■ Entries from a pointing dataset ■
++++++

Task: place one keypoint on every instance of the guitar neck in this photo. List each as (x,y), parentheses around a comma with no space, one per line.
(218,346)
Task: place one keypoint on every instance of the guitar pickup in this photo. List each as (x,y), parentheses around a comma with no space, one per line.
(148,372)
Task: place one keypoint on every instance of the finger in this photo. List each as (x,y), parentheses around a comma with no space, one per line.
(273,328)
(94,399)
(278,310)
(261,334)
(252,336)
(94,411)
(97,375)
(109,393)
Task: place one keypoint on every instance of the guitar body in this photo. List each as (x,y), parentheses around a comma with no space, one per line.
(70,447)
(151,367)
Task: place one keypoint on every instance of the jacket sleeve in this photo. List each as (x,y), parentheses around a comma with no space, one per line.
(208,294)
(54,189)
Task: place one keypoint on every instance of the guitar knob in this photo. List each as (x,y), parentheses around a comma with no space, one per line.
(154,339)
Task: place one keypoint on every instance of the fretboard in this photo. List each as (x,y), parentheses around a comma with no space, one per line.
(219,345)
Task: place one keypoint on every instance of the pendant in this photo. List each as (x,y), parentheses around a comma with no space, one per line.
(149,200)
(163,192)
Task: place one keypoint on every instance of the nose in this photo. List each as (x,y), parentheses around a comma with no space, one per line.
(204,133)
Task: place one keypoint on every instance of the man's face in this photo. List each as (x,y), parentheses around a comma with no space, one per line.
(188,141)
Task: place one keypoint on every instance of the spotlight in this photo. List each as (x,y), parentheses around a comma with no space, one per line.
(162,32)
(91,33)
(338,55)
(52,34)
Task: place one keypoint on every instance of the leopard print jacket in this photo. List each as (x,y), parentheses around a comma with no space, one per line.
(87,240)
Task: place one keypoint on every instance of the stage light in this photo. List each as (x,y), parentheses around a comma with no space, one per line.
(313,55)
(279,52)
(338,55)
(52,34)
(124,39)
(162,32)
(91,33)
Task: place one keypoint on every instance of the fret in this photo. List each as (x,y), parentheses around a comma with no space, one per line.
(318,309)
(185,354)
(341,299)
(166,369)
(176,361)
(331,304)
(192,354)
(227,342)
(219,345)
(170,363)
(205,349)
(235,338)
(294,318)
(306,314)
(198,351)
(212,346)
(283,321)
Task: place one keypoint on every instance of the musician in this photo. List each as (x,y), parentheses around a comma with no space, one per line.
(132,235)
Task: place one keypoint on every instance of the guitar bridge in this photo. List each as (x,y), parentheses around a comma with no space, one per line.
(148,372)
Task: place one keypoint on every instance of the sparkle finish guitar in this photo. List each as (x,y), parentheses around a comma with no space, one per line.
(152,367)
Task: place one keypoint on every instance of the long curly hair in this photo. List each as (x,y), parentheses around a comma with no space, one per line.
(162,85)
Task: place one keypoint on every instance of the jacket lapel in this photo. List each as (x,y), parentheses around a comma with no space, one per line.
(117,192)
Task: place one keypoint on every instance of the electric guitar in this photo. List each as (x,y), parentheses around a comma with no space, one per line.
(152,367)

++++++

■ GIVEN INSTRUCTION ■
Quote all of the items above verbatim, keeping them in their original order.

■ FINISHED TASK ■
Task: place one keypoint on every instance of the guitar neck in this photo. List each as (x,y), parentheses around a comma with no space, one per line.
(218,346)
Task: place one keypoint on every instance of the guitar pickup in this photo. List each as (x,y), parentheses around a comma with no space, one per line.
(148,372)
Task: place one keypoint on every instance of the finger in this photo. List each as (x,y), parentheses around a comma with no space, one per line.
(273,328)
(94,399)
(278,310)
(261,334)
(252,336)
(94,411)
(97,375)
(109,393)
Task: place one keypoint on every instance of the guitar body in this photo. List each as (x,y), parentheses around a comma with no space, one per line.
(70,447)
(151,367)
Task: place one keypoint on every instance of the jacket sleeve in this photo. List each as (x,y), parentheses around a comma with no space, one per line.
(208,294)
(54,189)
Task: place one keypoint on every instance of the guitar knob in this photo. List each as (x,y), parentheses around a comma with no space, one per line.
(154,339)
Task: place one keypoint on every instance of the fretboard in this photo. List each as (x,y), parentheses around a comma with no space, one per line.
(219,345)
Task: place one keypoint on every instance of the pendant in this photo. List each as (x,y), parentheses around a comma with no space, one per line.
(149,200)
(163,192)
Task: place one keypoint on every instance of the nose in this photo. List each as (x,y), parentheses around a comma with no space, one per line.
(204,133)
Task: place one keypoint on every instance of the man's face in this photo. List each as (x,y), parentheses around a comma with no space, one per line.
(188,141)
Task: place one keypoint on every instance of the spotlight in this photo. List each as (x,y), parentheses around a comma with no space, one per line.
(162,32)
(91,33)
(338,55)
(52,34)
Task: place one keypoint on every instance of the leopard print jacket in this photo. List each as (x,y), parentheses around a comma with no space, one per line.
(87,240)
Task: place one keypoint on every instance of the stage light in this photo. List each as (x,y), parentheses around a comma with no space, one per line.
(313,55)
(279,52)
(338,55)
(52,34)
(124,39)
(162,32)
(91,33)
Task: place one keypoint on every instance of the fret in this photo. List each as (x,y), parentheses around a comma with no space, one per line.
(318,309)
(185,354)
(341,299)
(166,369)
(176,361)
(331,304)
(192,354)
(227,342)
(219,345)
(170,363)
(205,349)
(235,338)
(294,318)
(306,314)
(198,351)
(212,346)
(283,321)
Task: place one keypoint on every instance of the musician in this photo. List each as (x,y), parentheses around a comma with no space, one per line.
(132,235)
Task: place one keypoint on every instance of the guitar bridge in this photo. List each as (x,y), parentheses around a comma with no space, one per line.
(148,372)
Task: place one keypoint on every instance of the sparkle finish guitar in this photo. List each as (x,y), parentheses around a comma with no space, one per line.
(152,367)
Task: place one keypoint on every instance of the long curly hair in this photo. List each as (x,y), parentheses around a comma with no space, one per line.
(162,85)
Task: place one keypoint on every instance of the jacket lapel in this photo. List each as (x,y), parentheses around a comma with no space, one per line.
(117,192)
Task: place one keypoint on every instance of the electric guitar in this photo. List each as (x,y), parentheses around a comma with no space, one per line.
(152,367)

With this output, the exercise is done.